**DAFTAR TUGAS**
a - Menurut teks tentang pluralisme, apa perbedaan antara pluralitas dan pluralisme?
b - Salinlah dengan tepat seluruh bagian teks tentang pluralisme, mulai dari "Dalam konteks kehidupan" sampai dengan "Islam itu sendiri.".
c - Teruskan teks tentang pluralisme dengan menuliskan bagian berikutnya setelah kalimat terakhirnya.

**KUTIPAN**
=-=-=-=-=
Istilah pluralitas tidak bisa dipisahkan dalam kehidupan manusia, di manapun dan kapanpun. Istilah ini akan terus melekat dan berbaur dalam ruang lingkup aktivitas manusia yang dinamis, beragam, dan berkembang. Pluralitas ataupun pluralisme berasal dari akar kata yang sama, yakni plural yang berarti jamak/beragam. Terkadang, pluralitas dan pluralisme dipahami sama, padahal keduanya berbeda. Pluralitas merupakan kenyataan realitas sosiologis, sedangkan pluralisme adalah sebuah kesadaran akan realitas tersebut.
Dalam konteks kehidupan beragama, pluralime adalah penggabungan antara persamaan nilai pada semua agama dan pemeliharaan identitas yang beragam, yaitu ide kesalingpahaman (ta’aruf) yang merupakan fondasi dari toleransi (Budi Munawar Rachman, Argumen Islam Untuk Pluralisme, 2010).
Al-Quran juga menyinggung topik toleransi beragama ini, di antaranya dalam QS. Al-Hujurat: 13, Al-Kafirun: 1-6, dan Al-Maidah: 48. Dalam ayat-ayat tersebut, al-Quran mengakui adanya pluralitas, baik dalam ranah teologis, etnis, dan sosial. Ini mengindikasikan bahwa Islam, melalui al-Quran, sangatlah toleran, terbuka dalam memandang perbedaan, senantiasa mengajak kepada keharmonisan, tanpa meniadakan keyakinan yang teguh terhadap agama Islam itu sendiri.
=-=-=-=-=
**ENTRI YANG DITAMPILKAN**
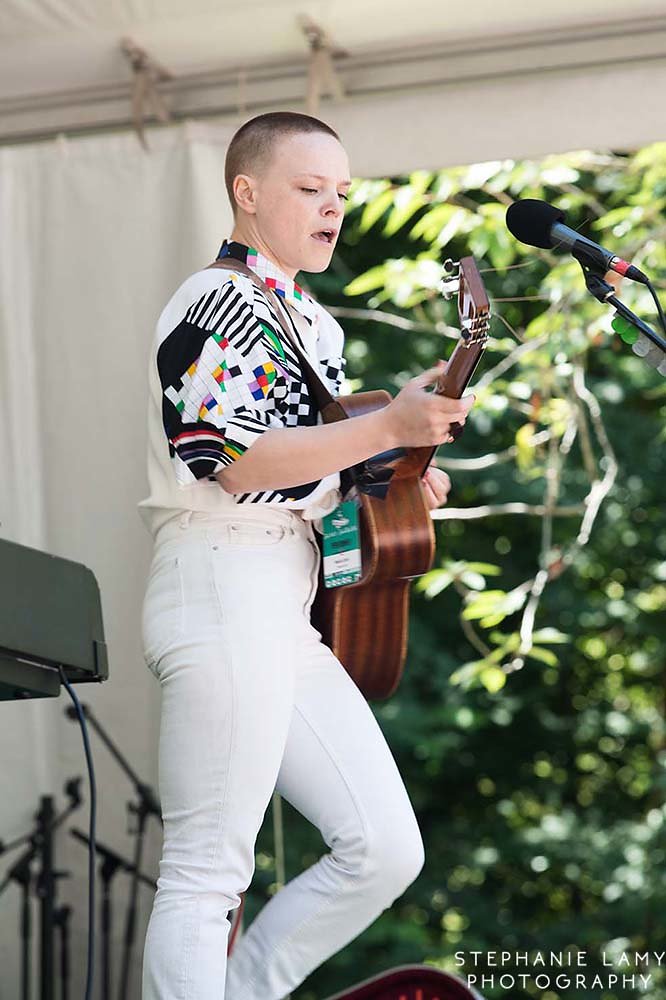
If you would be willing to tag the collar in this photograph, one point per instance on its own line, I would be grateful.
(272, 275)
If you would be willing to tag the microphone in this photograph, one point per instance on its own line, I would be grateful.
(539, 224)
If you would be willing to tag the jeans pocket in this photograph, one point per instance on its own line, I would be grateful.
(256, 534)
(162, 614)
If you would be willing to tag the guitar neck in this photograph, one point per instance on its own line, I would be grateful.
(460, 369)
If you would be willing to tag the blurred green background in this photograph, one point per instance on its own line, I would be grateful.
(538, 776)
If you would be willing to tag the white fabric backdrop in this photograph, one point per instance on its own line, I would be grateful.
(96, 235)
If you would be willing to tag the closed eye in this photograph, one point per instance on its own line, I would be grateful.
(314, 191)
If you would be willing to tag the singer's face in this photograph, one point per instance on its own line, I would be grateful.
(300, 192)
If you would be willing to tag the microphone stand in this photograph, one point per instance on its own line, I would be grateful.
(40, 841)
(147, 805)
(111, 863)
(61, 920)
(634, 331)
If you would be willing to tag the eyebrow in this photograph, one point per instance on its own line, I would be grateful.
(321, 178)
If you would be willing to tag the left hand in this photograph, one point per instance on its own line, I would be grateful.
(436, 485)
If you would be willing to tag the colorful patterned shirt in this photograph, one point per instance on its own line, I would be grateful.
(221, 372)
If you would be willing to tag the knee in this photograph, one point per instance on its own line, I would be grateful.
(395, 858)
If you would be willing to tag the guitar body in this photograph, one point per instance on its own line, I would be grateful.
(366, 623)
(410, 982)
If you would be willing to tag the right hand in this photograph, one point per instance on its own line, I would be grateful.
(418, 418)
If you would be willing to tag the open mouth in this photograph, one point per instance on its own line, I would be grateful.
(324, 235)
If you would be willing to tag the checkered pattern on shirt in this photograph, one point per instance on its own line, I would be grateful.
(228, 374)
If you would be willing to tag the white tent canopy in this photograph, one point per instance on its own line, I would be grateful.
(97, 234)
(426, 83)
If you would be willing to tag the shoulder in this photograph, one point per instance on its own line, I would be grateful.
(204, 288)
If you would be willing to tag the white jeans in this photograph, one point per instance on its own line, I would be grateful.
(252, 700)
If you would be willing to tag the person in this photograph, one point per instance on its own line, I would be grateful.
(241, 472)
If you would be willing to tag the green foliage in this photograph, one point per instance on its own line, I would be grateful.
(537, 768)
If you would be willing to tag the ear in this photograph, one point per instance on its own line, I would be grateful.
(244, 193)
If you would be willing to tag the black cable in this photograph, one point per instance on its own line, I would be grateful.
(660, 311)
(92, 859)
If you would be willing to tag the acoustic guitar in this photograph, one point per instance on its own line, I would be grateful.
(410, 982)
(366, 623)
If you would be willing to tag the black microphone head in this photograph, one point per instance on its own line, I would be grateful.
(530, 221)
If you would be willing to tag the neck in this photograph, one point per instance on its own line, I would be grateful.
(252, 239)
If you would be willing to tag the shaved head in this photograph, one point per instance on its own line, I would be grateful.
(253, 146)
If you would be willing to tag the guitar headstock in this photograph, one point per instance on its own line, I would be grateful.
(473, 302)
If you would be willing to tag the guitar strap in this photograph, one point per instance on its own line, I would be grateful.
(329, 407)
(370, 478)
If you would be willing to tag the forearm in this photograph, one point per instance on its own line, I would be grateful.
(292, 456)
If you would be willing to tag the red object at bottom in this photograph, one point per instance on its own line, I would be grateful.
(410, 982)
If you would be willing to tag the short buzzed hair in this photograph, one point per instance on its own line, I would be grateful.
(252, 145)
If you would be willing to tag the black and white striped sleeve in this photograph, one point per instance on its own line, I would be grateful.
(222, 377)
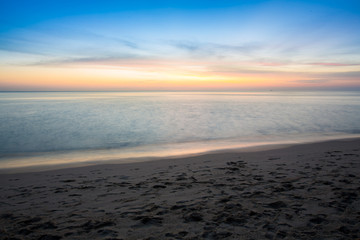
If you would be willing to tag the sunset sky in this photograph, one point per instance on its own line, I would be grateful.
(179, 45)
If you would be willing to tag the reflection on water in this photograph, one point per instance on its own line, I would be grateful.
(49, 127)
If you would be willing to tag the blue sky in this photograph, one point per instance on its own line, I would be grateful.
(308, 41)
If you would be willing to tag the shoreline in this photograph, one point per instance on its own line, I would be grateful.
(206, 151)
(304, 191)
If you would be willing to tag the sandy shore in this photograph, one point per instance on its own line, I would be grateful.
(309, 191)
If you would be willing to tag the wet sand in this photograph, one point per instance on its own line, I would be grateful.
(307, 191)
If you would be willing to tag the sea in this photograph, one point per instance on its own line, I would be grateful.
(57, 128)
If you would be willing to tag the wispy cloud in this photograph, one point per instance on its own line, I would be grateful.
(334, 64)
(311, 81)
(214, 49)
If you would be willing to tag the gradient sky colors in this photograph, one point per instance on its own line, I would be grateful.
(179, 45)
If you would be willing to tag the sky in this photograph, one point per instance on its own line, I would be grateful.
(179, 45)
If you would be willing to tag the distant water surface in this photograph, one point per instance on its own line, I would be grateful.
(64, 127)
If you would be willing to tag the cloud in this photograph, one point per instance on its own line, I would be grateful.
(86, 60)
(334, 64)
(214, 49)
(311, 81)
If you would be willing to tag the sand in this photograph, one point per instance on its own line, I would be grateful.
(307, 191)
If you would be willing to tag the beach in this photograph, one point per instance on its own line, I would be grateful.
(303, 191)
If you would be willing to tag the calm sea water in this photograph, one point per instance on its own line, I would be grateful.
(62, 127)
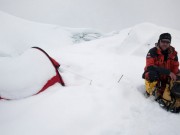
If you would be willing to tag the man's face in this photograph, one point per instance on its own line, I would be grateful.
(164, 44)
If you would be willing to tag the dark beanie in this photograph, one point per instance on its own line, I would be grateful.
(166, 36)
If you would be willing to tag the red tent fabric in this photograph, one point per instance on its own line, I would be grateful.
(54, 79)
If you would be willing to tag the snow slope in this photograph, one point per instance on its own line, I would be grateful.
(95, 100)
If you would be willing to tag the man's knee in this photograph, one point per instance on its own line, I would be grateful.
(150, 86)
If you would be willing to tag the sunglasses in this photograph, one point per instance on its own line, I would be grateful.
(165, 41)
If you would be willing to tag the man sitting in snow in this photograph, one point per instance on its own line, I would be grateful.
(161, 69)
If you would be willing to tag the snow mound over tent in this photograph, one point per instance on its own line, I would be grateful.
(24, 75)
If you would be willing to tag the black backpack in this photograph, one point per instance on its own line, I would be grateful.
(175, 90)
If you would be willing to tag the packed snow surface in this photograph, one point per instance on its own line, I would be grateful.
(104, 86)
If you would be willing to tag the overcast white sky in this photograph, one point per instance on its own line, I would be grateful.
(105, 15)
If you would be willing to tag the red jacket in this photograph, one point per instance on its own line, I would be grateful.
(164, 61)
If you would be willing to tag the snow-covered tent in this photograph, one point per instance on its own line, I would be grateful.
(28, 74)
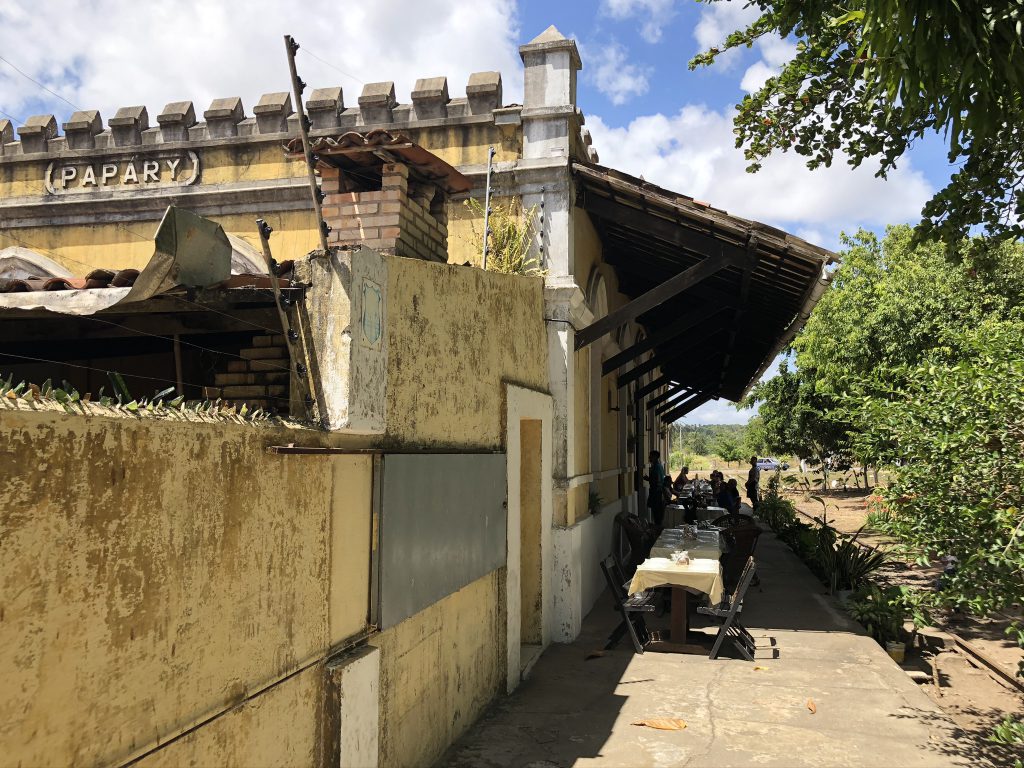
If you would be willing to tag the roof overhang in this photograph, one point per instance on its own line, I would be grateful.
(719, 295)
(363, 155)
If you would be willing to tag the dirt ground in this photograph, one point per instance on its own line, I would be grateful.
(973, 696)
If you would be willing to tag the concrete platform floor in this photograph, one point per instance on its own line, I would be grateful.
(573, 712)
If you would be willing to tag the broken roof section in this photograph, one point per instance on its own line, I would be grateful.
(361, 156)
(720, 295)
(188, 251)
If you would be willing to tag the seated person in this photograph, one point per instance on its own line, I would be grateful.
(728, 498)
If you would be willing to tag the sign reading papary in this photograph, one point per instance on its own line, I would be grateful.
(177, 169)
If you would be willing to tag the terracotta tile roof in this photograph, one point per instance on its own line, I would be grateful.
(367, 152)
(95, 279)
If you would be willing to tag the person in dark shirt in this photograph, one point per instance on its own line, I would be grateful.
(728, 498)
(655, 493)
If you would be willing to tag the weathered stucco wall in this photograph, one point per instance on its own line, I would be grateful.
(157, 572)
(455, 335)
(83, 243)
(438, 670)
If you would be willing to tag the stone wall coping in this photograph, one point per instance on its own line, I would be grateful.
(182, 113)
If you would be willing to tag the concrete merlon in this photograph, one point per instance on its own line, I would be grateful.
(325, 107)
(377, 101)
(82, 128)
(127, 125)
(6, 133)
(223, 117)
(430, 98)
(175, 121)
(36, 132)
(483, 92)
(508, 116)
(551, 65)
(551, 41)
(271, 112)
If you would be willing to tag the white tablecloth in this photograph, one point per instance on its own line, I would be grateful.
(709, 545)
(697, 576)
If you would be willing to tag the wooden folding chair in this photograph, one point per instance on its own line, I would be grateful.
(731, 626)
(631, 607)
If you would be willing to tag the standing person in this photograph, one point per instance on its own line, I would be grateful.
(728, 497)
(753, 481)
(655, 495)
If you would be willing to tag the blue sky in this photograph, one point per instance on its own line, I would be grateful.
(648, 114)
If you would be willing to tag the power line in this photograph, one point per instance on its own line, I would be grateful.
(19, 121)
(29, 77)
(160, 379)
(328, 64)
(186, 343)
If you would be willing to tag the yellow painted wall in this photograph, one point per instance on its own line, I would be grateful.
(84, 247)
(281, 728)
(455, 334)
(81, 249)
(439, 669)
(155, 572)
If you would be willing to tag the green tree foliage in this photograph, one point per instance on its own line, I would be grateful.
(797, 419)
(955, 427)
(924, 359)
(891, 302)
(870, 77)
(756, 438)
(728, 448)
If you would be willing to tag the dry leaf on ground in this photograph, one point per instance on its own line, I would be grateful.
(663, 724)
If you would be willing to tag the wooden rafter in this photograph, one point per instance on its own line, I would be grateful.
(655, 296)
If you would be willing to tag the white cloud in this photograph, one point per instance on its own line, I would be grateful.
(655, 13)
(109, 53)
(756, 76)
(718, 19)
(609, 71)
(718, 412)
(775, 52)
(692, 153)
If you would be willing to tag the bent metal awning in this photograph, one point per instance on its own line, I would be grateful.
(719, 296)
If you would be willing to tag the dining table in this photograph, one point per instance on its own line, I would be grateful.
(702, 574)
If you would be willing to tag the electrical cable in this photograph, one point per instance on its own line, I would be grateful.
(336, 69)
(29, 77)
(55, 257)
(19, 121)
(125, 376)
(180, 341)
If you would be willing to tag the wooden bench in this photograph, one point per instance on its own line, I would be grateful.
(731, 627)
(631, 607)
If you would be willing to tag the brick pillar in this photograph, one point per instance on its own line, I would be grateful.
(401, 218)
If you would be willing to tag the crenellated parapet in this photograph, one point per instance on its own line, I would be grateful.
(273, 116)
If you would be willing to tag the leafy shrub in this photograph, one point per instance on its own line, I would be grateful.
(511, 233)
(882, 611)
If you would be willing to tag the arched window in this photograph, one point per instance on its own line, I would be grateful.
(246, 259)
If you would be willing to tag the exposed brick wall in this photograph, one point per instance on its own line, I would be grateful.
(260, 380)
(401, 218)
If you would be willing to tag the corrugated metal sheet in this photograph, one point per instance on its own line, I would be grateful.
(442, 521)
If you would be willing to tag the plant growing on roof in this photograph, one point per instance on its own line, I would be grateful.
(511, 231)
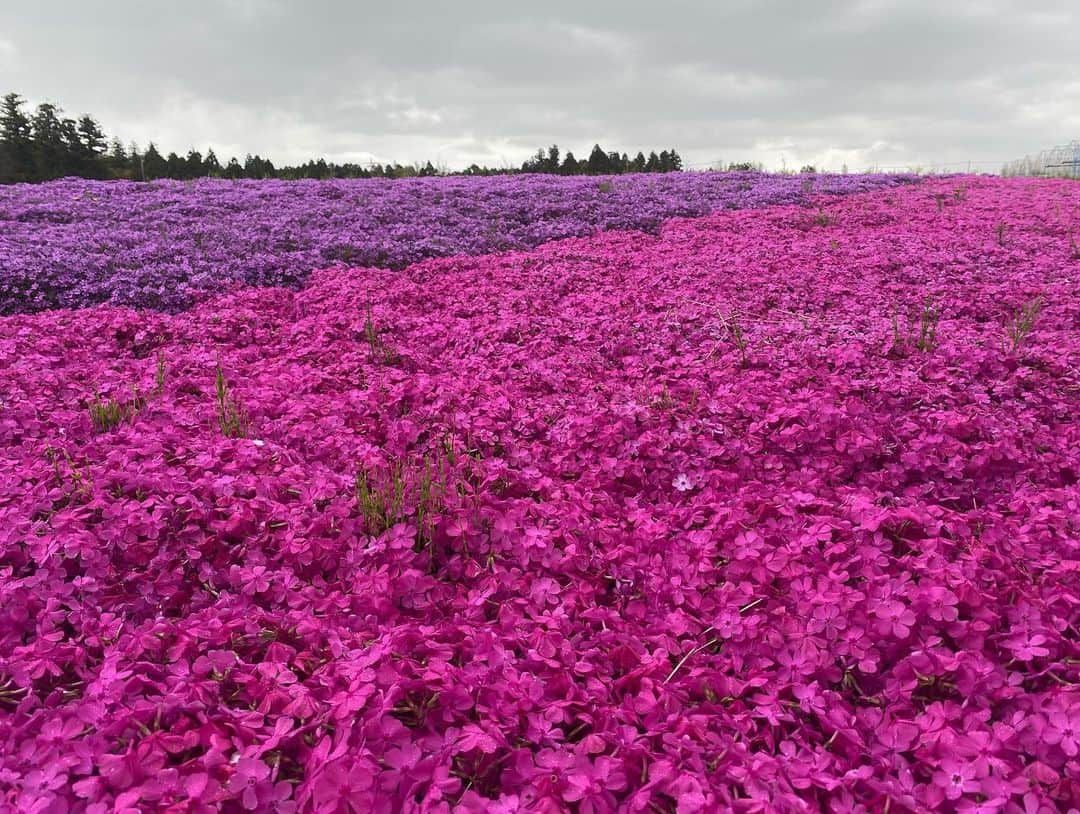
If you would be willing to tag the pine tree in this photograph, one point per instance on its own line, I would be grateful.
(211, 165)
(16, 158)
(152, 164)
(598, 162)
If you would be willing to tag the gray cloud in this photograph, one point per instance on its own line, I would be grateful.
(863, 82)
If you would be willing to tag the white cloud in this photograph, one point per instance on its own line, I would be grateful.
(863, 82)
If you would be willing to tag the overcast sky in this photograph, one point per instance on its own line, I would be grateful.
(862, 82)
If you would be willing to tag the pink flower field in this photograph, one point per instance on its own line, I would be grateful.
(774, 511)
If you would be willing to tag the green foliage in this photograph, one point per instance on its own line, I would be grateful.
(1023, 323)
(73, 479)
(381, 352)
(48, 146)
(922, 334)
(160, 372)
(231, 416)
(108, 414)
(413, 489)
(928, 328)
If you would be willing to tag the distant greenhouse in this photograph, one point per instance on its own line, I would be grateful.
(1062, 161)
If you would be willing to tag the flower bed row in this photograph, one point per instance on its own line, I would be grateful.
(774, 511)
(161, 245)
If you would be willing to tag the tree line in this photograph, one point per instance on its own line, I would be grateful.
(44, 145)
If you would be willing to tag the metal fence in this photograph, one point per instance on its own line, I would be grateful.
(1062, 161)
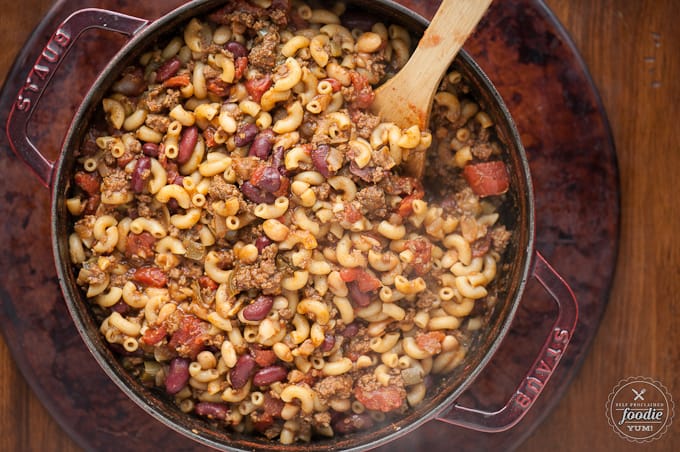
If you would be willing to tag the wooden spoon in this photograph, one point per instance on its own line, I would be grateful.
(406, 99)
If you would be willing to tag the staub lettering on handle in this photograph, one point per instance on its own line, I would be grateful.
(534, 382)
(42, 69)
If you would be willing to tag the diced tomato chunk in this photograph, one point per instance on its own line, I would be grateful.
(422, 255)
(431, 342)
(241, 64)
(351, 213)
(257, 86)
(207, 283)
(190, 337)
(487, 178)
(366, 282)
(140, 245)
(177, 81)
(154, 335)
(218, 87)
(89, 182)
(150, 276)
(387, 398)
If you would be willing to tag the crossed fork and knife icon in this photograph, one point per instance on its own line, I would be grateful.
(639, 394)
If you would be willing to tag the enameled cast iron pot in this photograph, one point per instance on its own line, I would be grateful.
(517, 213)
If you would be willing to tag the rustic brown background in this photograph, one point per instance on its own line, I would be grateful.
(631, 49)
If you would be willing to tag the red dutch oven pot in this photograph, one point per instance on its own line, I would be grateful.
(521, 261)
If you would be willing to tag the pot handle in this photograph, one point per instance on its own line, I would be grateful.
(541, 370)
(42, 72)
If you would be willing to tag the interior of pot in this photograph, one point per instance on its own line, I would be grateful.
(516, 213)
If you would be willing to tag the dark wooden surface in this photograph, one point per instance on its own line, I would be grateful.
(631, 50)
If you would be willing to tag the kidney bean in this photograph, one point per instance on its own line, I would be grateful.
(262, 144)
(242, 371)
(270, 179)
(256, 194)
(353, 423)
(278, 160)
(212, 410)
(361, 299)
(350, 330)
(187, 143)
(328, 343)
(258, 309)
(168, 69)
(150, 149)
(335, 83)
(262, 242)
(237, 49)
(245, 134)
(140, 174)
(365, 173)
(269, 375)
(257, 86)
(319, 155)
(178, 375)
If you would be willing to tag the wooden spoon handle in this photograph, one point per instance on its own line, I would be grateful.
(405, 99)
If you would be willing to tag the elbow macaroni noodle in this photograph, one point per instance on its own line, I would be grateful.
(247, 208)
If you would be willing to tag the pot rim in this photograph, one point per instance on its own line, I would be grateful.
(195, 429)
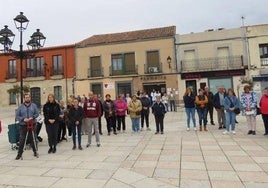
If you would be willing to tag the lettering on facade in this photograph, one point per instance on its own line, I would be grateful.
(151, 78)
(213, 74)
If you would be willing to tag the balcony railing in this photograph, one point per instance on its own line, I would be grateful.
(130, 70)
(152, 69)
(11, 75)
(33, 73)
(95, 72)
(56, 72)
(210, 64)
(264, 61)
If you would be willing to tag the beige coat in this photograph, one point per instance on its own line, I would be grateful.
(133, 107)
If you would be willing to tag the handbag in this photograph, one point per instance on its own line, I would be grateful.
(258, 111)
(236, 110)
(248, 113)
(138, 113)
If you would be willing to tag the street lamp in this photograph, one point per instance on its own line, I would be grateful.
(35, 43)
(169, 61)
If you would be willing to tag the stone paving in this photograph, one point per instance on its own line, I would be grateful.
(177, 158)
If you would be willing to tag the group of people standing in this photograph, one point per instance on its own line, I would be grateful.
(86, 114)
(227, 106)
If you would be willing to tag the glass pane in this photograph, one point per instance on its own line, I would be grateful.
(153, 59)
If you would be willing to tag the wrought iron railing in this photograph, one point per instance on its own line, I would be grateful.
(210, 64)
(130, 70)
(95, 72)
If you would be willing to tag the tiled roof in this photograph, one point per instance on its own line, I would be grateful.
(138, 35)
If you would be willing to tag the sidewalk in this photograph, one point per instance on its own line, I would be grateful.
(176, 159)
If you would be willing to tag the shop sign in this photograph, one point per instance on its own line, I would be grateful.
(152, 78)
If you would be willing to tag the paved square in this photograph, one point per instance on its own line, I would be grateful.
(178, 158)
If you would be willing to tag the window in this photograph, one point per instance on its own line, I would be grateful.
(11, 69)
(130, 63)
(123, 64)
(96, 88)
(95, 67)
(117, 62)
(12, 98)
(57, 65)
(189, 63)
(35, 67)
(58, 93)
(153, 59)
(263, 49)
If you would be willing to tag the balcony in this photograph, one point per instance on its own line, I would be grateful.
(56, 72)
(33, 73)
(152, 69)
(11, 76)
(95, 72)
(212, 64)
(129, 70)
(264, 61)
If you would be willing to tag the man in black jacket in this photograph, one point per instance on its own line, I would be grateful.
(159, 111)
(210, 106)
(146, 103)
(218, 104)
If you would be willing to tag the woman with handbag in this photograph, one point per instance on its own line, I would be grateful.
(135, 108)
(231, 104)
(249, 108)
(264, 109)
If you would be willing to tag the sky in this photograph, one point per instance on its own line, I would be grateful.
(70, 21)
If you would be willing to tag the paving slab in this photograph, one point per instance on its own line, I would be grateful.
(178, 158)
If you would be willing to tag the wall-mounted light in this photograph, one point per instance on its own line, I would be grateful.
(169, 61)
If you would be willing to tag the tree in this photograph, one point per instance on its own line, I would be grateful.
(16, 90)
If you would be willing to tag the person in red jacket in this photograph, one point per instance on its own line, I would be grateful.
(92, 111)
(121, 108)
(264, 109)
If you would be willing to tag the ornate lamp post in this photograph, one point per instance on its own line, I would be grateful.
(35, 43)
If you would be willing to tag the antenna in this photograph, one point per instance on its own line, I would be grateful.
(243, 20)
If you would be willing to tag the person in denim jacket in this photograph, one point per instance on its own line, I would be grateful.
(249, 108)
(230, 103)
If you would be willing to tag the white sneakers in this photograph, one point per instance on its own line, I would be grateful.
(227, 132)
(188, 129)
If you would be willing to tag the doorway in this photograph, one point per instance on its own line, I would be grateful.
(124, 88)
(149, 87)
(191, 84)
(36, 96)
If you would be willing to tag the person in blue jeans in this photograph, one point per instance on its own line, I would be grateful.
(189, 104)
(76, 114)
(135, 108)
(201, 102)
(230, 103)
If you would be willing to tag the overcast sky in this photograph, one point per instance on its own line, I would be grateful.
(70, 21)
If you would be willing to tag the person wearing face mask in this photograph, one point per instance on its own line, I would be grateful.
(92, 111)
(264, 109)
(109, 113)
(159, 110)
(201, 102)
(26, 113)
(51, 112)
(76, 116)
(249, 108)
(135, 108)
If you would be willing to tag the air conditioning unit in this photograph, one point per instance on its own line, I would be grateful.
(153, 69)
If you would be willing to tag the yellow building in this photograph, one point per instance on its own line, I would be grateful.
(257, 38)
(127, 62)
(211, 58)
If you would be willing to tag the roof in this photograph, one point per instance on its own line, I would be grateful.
=-=-=-=-=
**JAWABAN BERURUTAN**
a - Pluralitas merupakan kenyataan realitas sosiologis, sedangkan pluralisme adalah sebuah kesadaran akan realitas tersebut.

b -
Dalam konteks kehidupan beragama, pluralime adalah penggabungan antara persamaan nilai pada semua agama dan pemeliharaan identitas yang beragam, yaitu ide kesalingpahaman (ta’aruf) yang merupakan fondasi dari toleransi (Budi Munawar Rachman, Argumen Islam Untuk Pluralisme, 2010).
Al-Quran juga menyinggung topik toleransi beragama ini, di antaranya dalam QS. Al-Hujurat: 13, Al-Kafirun: 1-6, dan Al-Maidah: 48. Dalam ayat-ayat tersebut, al-Quran mengakui adanya pluralitas, baik dalam ranah teologis, etnis, dan sosial. Ini mengindikasikan bahwa Islam, melalui al-Quran, sangatlah toleran, terbuka dalam memandang perbedaan, senantiasa mengajak kepada keharmonisan, tanpa meniadakan keyakinan yang teguh terhadap agama Islam itu sendiri.

c -
Adapun tulisan ini berfokus pada QS. Al-Hujurat: 13. Ayat ini memuat nilai pluralisme yang dirasa sesuai dalam konteks masyarakat Indonesia yang majemuk (plural society). Allah berfirman:
يٰٓاَيُّهَا النَّاسُ اِنَّا خَلَقْنٰكُمْ مِّنْ ذَكَرٍ وَّاُنْثٰى وَجَعَلْنٰكُمْ شُعُوْبًا وَّقَبَاۤىِٕلَ لِتَعَارَفُوْا ۚ اِنَّ اَكْرَمَكُمْ عِنْدَ اللّٰهِ اَتْقٰىكُمْ ۗاِنَّ اللّٰهَ عَلِيْمٌ خَبِيْرٌ
“Wahai manusia! Sungguh, Kami telah menciptakan kamu dari seorang laki-laki dan seorang perempuan, kemudian Kami jadikan kamu berbangsa-bangsa dan bersuku-suku agar kamu saling mengenal. Sesungguhnya yang paling mulia di antara kamu di sisi Allah ialah orang yang paling bertakwa. Sungguh, Allah Maha Mengetahui, Mahateliti.” (QS. Al-Hujurat: 13).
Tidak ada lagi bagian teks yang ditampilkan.